GOAL
Please rewrite the lines below with "marker" swapped for "dot" everywhere it occurs, leaving all else unchanged, and omit the pictures.

LISTED RECORDS

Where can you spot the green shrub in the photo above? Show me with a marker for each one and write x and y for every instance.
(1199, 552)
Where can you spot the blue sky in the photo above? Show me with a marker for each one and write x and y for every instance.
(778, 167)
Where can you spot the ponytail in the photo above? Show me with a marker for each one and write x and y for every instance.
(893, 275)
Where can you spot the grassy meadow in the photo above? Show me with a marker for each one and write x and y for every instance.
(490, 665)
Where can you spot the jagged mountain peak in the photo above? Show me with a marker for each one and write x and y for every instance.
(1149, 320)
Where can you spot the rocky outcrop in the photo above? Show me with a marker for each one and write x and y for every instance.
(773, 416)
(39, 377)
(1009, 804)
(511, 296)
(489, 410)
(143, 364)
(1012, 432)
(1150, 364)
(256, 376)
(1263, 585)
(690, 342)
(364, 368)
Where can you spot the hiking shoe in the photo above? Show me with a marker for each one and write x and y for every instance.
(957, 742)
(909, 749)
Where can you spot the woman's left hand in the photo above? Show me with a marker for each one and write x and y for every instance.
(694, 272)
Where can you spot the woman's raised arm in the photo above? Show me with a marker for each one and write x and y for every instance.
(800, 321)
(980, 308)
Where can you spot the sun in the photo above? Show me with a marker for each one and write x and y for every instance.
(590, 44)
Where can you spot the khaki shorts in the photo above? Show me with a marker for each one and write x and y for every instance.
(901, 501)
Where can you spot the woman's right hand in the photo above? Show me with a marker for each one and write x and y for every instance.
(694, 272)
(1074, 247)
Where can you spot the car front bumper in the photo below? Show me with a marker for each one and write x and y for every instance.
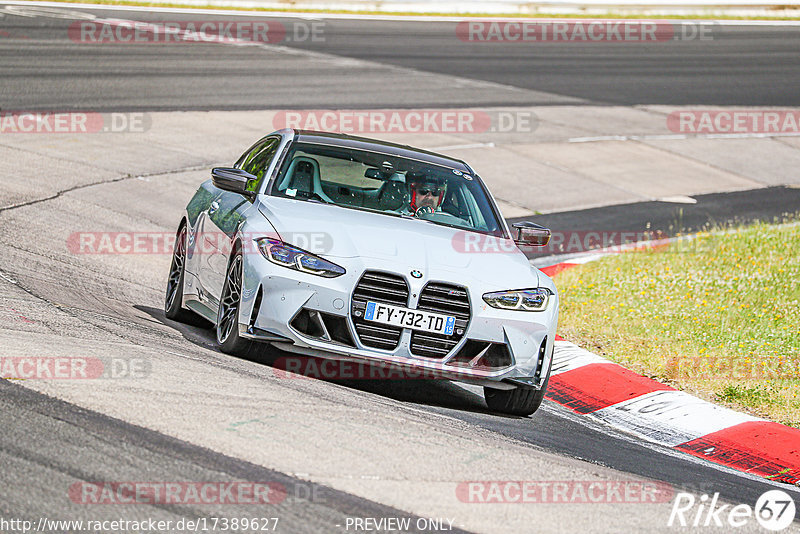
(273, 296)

SOLUTION BELOW
Where can you spot the green shrub in the photo above? Show me with a dot for each one and write x and y for every instance.
(1199, 552)
Where can you spot the blue sky in the photo above? Show me with a dot for each one and write x and y for every instance.
(778, 167)
Where can you spot the ponytail in the photo above? Show me with a dot for each one and write x and y for every instance.
(893, 275)
Where can you spot the grassy meadow in the photo above? Show me with a dot for each one and write x and y for every instance.
(490, 665)
Where can you spot the jagged mountain peak in the photo above? Show me with a dot for each one and write x and y for every instance.
(1149, 320)
Where can you spot the rocky outcrop in the photo above? Show me with a dot for each one and write x and y for every instance.
(773, 416)
(39, 377)
(1009, 804)
(511, 296)
(489, 410)
(143, 364)
(1012, 432)
(1150, 364)
(256, 376)
(1263, 585)
(690, 342)
(364, 368)
Where can you spot the hiking shoe in the photo above? Show me with a dot for each one and write x and y for every instance.
(957, 742)
(909, 749)
Where can you spot the woman's left hand in the photo above? Show me with a dot for each one and write x and y for every instance.
(694, 272)
Where can you spot the woman's raised arm in the photo above? Show me with a dot for each one and write x and y for every instance.
(800, 321)
(980, 308)
Where can you spot the sun in the photo above? Show me with a dot for each one and write x and y for every instance.
(590, 44)
Where can you spot the khaki shorts in the photo above? Show me with a dot for each one and write x and y for every instance.
(901, 501)
Where can you spot the woman's right hand in the photo above? Show me with a dot for each one and write x and y for every instance.
(694, 272)
(1074, 247)
Where can you spot the car front bumper in the photo below? Show me with a dot for each one and write x and y for every instance.
(273, 296)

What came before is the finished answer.